[Problem to work on] Print all the entries verbatim.

Object point labels
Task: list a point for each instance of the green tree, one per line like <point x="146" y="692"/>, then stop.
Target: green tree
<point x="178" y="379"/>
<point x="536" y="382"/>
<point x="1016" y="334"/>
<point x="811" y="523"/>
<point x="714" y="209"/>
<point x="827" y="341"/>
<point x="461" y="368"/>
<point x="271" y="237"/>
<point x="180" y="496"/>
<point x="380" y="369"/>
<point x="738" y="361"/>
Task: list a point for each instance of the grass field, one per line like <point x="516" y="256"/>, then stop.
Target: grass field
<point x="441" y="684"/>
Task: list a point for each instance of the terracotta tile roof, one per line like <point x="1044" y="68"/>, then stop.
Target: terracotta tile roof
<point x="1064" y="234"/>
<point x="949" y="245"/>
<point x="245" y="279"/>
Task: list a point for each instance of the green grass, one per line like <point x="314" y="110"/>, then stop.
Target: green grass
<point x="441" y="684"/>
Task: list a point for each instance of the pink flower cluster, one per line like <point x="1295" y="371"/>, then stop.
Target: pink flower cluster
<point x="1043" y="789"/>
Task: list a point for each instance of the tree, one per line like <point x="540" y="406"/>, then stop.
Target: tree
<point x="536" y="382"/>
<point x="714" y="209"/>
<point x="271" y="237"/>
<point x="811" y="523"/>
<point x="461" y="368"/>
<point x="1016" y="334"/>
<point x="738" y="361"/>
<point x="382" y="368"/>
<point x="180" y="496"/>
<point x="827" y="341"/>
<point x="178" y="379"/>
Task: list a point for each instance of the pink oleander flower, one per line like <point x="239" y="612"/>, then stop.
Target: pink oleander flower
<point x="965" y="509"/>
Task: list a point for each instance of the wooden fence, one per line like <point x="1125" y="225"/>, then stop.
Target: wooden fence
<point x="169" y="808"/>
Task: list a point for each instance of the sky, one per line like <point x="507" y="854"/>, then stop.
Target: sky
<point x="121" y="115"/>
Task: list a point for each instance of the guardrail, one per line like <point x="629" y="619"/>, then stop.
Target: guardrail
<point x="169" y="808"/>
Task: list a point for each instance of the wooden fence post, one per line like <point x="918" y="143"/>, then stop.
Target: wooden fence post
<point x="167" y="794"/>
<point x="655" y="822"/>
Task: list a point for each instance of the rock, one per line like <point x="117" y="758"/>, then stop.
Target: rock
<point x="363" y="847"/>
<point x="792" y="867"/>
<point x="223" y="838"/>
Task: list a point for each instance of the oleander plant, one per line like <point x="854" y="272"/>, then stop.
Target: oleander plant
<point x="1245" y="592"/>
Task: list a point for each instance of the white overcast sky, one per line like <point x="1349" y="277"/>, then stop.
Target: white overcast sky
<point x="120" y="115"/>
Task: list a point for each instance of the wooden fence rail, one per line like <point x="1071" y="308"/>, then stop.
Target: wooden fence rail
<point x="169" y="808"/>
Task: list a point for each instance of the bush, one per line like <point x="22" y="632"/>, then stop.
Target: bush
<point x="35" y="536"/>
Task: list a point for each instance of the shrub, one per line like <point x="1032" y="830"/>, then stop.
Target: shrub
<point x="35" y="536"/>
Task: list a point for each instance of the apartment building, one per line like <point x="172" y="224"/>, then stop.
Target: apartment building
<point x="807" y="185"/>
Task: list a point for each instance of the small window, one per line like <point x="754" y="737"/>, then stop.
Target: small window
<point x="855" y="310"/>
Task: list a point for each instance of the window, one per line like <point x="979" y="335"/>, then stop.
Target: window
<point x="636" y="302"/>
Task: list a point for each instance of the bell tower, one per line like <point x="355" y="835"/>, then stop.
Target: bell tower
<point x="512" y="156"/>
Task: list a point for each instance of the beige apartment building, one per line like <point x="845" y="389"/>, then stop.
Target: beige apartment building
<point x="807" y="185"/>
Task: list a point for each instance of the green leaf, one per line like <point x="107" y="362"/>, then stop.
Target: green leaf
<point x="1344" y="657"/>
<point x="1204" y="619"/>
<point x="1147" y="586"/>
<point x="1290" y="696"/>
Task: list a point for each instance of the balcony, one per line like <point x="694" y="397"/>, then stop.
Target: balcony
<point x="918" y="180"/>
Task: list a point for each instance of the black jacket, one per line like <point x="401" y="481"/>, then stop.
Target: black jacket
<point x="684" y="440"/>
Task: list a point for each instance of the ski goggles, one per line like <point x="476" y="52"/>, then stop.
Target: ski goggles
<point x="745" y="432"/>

[Reply to the exercise]
Task: list a point for each instance of the green tree, one per line like <point x="146" y="692"/>, then stop.
Target: green tree
<point x="178" y="379"/>
<point x="536" y="382"/>
<point x="1016" y="334"/>
<point x="811" y="523"/>
<point x="714" y="209"/>
<point x="827" y="341"/>
<point x="461" y="368"/>
<point x="271" y="237"/>
<point x="180" y="496"/>
<point x="380" y="369"/>
<point x="738" y="361"/>
Task: list a point for each instance of the grass field, one per line like <point x="516" y="256"/>, then stop.
Target: grass field
<point x="441" y="684"/>
Task: list a point for each instance of the terracotta tile roof, one per line like <point x="1044" y="68"/>, then stop.
Target: terracotta tile roof
<point x="1064" y="234"/>
<point x="949" y="245"/>
<point x="245" y="279"/>
Task: list a point for each instance of the green grass, one per line like <point x="314" y="110"/>, then stop.
Target: green grass
<point x="441" y="684"/>
Task: list a point for each instance of the pink flower cluster, one per line like <point x="1295" y="371"/>, then stop.
Target: pink flower cluster
<point x="1043" y="789"/>
Task: list a point for each instance of the tree, one per line like <point x="540" y="406"/>, then stop.
Target: tree
<point x="536" y="382"/>
<point x="714" y="209"/>
<point x="271" y="237"/>
<point x="811" y="523"/>
<point x="461" y="368"/>
<point x="1016" y="334"/>
<point x="738" y="361"/>
<point x="382" y="368"/>
<point x="180" y="496"/>
<point x="827" y="341"/>
<point x="178" y="379"/>
Task: list a point for each instance of the pink oleander flower, one per line like <point x="239" y="612"/>, then stop.
Target: pink oleander flower
<point x="965" y="509"/>
Task: list a point for each instance of the wooden fence, one per line like <point x="1125" y="225"/>, then stop.
Target: wooden fence
<point x="169" y="808"/>
Task: list a point for each instance of the sky, one per line like <point x="507" y="854"/>, then stop.
Target: sky
<point x="121" y="115"/>
Task: list a point for each instance of the guardrail, one per line like <point x="629" y="619"/>, then stop.
Target: guardrail
<point x="169" y="808"/>
Task: list a point for each instance of the wooden fence post, one per line like <point x="918" y="143"/>, then stop.
Target: wooden fence post
<point x="167" y="794"/>
<point x="655" y="822"/>
Task: list a point for each instance of the rock, one per line like <point x="117" y="758"/>, then stop.
Target: rock
<point x="363" y="847"/>
<point x="792" y="867"/>
<point x="223" y="838"/>
Task: list a point for each instance of the oleander plant, one per line like <point x="854" y="272"/>, then stop.
Target: oleander plant
<point x="1245" y="592"/>
Task: list a point for each instance of the white overcast sky, one per line like <point x="1349" y="277"/>, then stop.
Target: white overcast sky
<point x="120" y="115"/>
Task: list a point for each instance of the wooden fence rail, one per line like <point x="1071" y="308"/>, then stop.
Target: wooden fence rail
<point x="169" y="808"/>
Task: list a point for each instance of the bush, one per line like <point x="22" y="632"/>, then stop.
Target: bush
<point x="35" y="536"/>
Task: list a point for each instance of the shrub, one per line like <point x="1032" y="830"/>, then stop.
Target: shrub
<point x="35" y="536"/>
Task: list a point for each instance of the apartment building, one per line like <point x="172" y="224"/>, then stop.
Target: apartment building
<point x="807" y="185"/>
Task: list a point for each instance of the small window, one per line like <point x="754" y="737"/>, then stop.
Target: small window
<point x="855" y="310"/>
Task: list a point for each instance of the window, one per line like <point x="979" y="335"/>, then stop.
Target: window
<point x="636" y="302"/>
Task: list a point for each instance of the bell tower, one per line like <point x="355" y="835"/>, then stop.
Target: bell tower
<point x="512" y="156"/>
Task: list a point for each instance of the beige apartment building, one per line like <point x="845" y="389"/>, then stop.
Target: beige apartment building
<point x="807" y="185"/>
Task: list a point for each instance of the green leaf, one per line like <point x="107" y="362"/>, then stop.
Target: green leaf
<point x="1344" y="657"/>
<point x="1204" y="619"/>
<point x="1147" y="586"/>
<point x="1290" y="696"/>
Task: list a point for each instance of the balcony, one per line like <point x="694" y="397"/>, then stop.
Target: balcony
<point x="918" y="180"/>
Task: list a point for each instance of the black jacket, one per line like <point x="401" y="481"/>, then stop.
Target: black jacket
<point x="684" y="440"/>
Task: list a point for each instance of the ski goggles, one per line like <point x="476" y="52"/>, then stop.
Target: ski goggles
<point x="745" y="432"/>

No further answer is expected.